24/02/2012
Grafene, fullerene, nanotubi, nanoparticelle, carta intelligente: tutti termini che sentiremo sempre di più perché sono alla base della prossima rivoluzione tecnologica, già tangibile nei laboratori scientifici. Intanto, prima di addentrarvi in questo dossier che vi racconta il futuro, date un'occhiata a questo video realizzato all'Istituto Italiano di tecnologia di Genova. Il protagonista è un robot umanoide, si chiama iCub:
All'inizio del 2012 la Regina Elisabetta ha conferito il
titolo di Baronetto a due fra i maggiori cultori di queste nuove branche
della Fisica. Sono diventate una realtà anche nei nostri
laboratori dove si è ben consapevoli dell'interesse strategico dei
materiali che ne scaturiranno e che gradualmente si apprestano a fare la
loro comparsa sul mercato. Anzi, l'Italia gioca un ruolo di primo
piano nel progetto pilota della Commissione europea che è ambizioso,
quasi visionario.

_DATI FORNITI:_

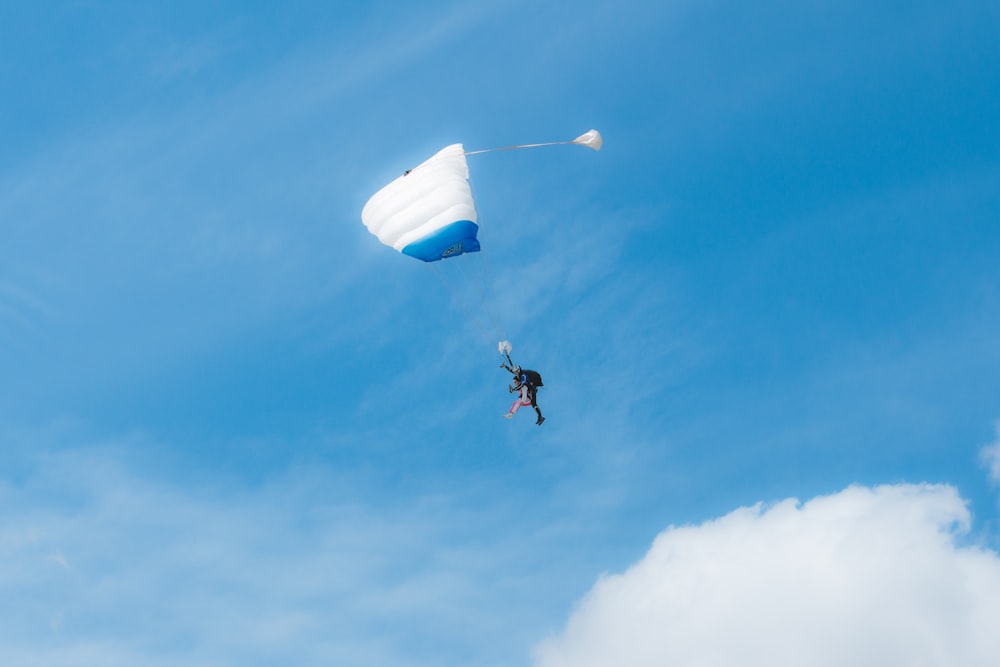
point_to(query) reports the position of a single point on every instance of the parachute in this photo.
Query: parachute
(429, 214)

_AZIONE RICHIESTA A:_ Nel brano sui nuovi materiali, come si chiama il robot umanoide del video realizzato all'Istituto Italiano di tecnologia di Genova?
_AZIONE RICHIESTA B:_ Come si traduce in inglese questa frase del brano sui nuovi materiali: "All'inizio del 2012 la Regina Elisabetta ha conferito il titolo di Baronetto a due fra i maggiori cultori di queste nuove branche della Fisica."?
_AZIONE RICHIESTA C:_ Scrivi il seguito del brano sui nuovi materiali, partendo dopo la sua ultima frase.
I dati non servono a nessuna delle consegne.

_RISPOSTA A:_ Si chiama iCub.

_RISPOSTA B:_ At the beginning of 2012, Queen Elizabeth conferred the title of Baronet on two of the foremost experts in these new branches of physics.

_RISPOSTA C:_
Ma torniamo per un attimo indietro nel tempo, al 2003: nel nostro Paese, dove nella ricerca non raramente accade che la parentela e le connessioni contino più del merito e lo spazio lasciato ai giovani è davvero limitato, qualcuno sceglie di sparigliare le carte e decide di costruire un Centro di ricerca avanzato che si ispiri ai migliori del mondo, tipo il Mit di Boston o il Max Planck tedesco. Per assonanza col primo lo chiamano Istituto Italiano di Tecnologia, IIT. Come sede viene scelta Genova perchè città di consolidate tradizioni scientifiche e industriali, ora decisamente in sofferenza . Si opta per un vecchio edificio demaniale dismesso che si trova sulle colline di Bolzaneto dove in un certo senso si domina la Finmeccanica di Sestri Ponente con le sue enormi difficoltà. Lo sventrano, lo ricostruiscono dall'interno e ne ricavano locali da fare invidia ai laboratori avanzati delle grandi università americane.
Nanoparticelle (foto IIT di Genova).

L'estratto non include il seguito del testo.